On 31 May 2017, Ceres.org reported that a 62% majority voted in favour of a shareholder proposal calling on ExxonMobil to ‘assess and disclose how it is preparing its business for the transition to a low-carbon future.’  This proposal was co-filed by institutional investors, including the New York State Common Retirement Fund and the Church Commissioners for England.

Similar resolutions have recently succeeded in the general meetings of Occidental Petroleum[1] and PPL Corporation.[2]  These resolutions came the month before the decision by the United States government to ‘pull out’ of the 2015 Paris Agreement.  Institutional investors were significant in all three resolutions, with large retirement funds such as the New York State Common Retirement Fund and the California Public Employees’ Retirement System dominant figures.

Under agency theory, the separation of expert corporate management from those contributing the capital of the company includes an inherent risk of self-interested behaviour by the managers of the company.  The shareholders, in addition to contributing the capital, take up a monitoring role in this system.  The realities of this economic theory are somewhat more limited.  The constitution of the company, the legislation governing incorporation or the exchange rules for publicly-listed companies may provide decision-making functions to the shareholders, but their capacity to influence the business and affairs of the company outside of those circumstances has generally been considered as extremely limited.  This corresponds to the limitations on their obligations to the company – if it is a limited liability company, the shareholder will have a defined limit to their financial obligation to the company’s creditors should the company be wound up, and do not generally owe duties to the company itself, unlike directors and officers.  Shareholders have various rights to information, and if they meet a significance threshold as set by statute (5% under the Corporations Act 2001 (Cth) s 249D), they may requisition meetings of the company or propose votes on resolutions.  Part 2F.1A of the Corporations Act also permits the shareholders (among other) to bring an action on behalf of the company, with the leave of the court.

[Location identification records]
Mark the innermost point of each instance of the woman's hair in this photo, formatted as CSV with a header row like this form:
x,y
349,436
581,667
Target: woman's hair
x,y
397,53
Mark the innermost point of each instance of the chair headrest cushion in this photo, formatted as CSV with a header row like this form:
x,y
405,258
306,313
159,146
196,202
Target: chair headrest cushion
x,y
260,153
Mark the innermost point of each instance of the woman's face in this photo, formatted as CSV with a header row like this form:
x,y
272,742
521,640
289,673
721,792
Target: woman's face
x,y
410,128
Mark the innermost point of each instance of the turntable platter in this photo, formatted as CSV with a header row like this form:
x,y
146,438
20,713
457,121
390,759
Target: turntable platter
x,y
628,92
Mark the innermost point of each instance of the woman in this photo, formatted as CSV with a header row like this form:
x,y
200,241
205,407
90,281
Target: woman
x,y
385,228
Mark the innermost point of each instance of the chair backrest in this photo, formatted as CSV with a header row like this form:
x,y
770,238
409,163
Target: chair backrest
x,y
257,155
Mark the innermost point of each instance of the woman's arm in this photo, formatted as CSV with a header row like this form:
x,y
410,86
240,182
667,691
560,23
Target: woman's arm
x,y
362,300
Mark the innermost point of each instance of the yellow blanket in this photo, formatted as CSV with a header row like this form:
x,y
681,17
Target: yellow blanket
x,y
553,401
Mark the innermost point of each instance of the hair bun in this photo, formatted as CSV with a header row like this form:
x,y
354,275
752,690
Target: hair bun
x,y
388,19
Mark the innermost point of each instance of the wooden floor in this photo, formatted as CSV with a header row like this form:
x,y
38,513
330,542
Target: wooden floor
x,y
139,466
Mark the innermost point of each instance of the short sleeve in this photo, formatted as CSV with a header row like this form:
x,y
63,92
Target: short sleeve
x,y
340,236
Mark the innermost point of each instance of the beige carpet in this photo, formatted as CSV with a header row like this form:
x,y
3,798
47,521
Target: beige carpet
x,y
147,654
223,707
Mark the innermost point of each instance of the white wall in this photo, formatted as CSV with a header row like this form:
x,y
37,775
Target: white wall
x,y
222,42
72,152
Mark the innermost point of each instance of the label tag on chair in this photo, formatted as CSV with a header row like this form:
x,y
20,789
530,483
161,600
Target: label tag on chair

What is asked:
(1) Answer these questions using the passage on shareholder climate resolutions:
(a) What size of majority voted for the ExxonMobil proposal?
(b) Besides ExxonMobil, at which two companies did similar resolutions succeed?
(c) What significance threshold does s 249D of the Corporations Act 2001 (Cth) set?
(2) Write the next part of the passage on shareholder climate resolutions, picking up after its final sentence.
The records are separate material and have no connection to the passage on shareholder climate resolutions.

Solved tasks:
(1)
(a) 62%
(b) Occidental Petroleum and PPL Corporation
(c) 5%

(2)
With empirical studies suggesting that the statutory derivative action has not been a significant source of power to shareholders (31 applications across 2000-2005),[3] the shareholder resolution has risen to be a tool of engagement with the board and upper management of the company.  Large institutional investors may traditionally have had an ability to gain access to one-on-one meetings with senior management, which has attracted the interest of various jurisdictions in relation to their role in corporate governance.  The Cadbury Report explicitly recommended that ‘[i]nstitutional investors should encourage regular, systematic contact at senior executive level to exchange views and information on strategy, performance, board membership and quality of management’.[4]  The institutional investors’ use of the shareholder requisitioned meeting and shareholder resolutions is on the rise, on the basis of the examples above, particularly in market sectors such as oil and resource industries under pressure from significant public concerns about climate change.

 

Contributed by Dr Beth Nosworthy

 

[1]               See reporting at http://www.reuters.com/article/us-blackrock-occidental-climate-idUSKBN1882AA

[2]               See reporting at http://www.mcall.com/business/energy/-mc-ppl-shareholder-annual-meeting–20170517-story.html

[3]               Ramsay & Saunders, Litigation by Shareholders and Directors: an Empirical Study of the Statutory Derivative Action (Centre for Corporate Law and Securities Regulation, 2006) 24.

[4]               Financial Aspects of Corporate Governance (1992, ‘the Cadbury Report’), 6.11.  The Myners Report (2001), Myners Review (2004) and Walker Review (2009) all focused on the role of the institutional investor.